++++ RECORDS PROVIDED
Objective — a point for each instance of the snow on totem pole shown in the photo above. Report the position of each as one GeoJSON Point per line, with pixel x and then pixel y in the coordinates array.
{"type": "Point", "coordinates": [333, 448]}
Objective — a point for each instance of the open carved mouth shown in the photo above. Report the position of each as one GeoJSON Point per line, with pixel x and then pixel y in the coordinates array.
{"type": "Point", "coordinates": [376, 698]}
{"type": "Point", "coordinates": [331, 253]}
++++++++
Whatever lies between the line containing "Objective — a point for each instance of the open" and the final line above, both included, must be returned exactly.

> **WRITTEN RESPONSE**:
Objective — a point for each instance of the open carved mouth shown in the photo above. Report the position of each as one GeoJSON Point per line, with pixel x and then pixel y in the coordinates array.
{"type": "Point", "coordinates": [376, 698]}
{"type": "Point", "coordinates": [331, 253]}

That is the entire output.